## SOURCE MATERIAL
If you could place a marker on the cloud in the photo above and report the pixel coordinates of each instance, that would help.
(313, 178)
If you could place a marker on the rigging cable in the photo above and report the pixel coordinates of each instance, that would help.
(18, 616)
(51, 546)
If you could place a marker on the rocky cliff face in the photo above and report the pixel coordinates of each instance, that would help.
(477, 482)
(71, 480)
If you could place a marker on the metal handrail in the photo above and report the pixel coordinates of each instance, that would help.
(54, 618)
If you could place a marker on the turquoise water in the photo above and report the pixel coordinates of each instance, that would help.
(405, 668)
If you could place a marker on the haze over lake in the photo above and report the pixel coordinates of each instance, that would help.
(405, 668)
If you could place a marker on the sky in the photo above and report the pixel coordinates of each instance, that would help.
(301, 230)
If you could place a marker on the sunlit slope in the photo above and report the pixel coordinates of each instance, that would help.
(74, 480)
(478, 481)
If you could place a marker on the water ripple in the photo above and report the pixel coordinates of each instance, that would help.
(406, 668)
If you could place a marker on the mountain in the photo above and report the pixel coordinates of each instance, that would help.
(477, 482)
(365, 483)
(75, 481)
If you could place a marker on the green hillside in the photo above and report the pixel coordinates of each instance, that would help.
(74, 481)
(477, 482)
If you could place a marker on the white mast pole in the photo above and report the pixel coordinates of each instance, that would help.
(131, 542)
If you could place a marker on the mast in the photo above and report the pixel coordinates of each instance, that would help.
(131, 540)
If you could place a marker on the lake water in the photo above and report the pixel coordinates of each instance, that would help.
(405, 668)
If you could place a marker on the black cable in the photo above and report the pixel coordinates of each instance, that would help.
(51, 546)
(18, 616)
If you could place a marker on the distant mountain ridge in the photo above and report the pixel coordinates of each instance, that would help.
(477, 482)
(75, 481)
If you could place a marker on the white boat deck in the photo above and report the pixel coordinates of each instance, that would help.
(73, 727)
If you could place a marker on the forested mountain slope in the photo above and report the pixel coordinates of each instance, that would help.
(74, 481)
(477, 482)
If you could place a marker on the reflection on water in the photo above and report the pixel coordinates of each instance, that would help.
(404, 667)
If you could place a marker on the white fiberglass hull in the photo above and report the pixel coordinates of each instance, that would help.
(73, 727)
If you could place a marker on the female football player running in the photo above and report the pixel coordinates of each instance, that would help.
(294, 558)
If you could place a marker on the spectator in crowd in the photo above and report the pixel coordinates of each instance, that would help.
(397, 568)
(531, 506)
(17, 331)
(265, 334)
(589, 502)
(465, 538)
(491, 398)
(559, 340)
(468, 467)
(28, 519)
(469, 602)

## TASK TO COMPLETE
Begin at the line that contains "If you could place a marker on the reflection" and stop after the last line of the entries. Write those lines out again, requests included, with every pixel coordinate in the answers multiplied by 0.65 and rounded to a whole number, halves rounding up.

## THE ANSWER
If you could place a marker on the reflection on water in the photo above and report the pixel coordinates of each instance, that would help.
(263, 434)
If you could place a marker on the white fiberglass hull in the photo above and report the pixel coordinates of each instance, that would help.
(47, 473)
If you could place a marker on the female football player running in the photo above and report the pixel coordinates of each instance, that would help.
(191, 363)
If you could place a marker on the spectator in crowd in the photo above and report the pixel coordinates of each instance, that would help.
(258, 369)
(345, 329)
(11, 215)
(172, 217)
(383, 326)
(302, 350)
(319, 259)
(363, 221)
(304, 304)
(18, 337)
(305, 391)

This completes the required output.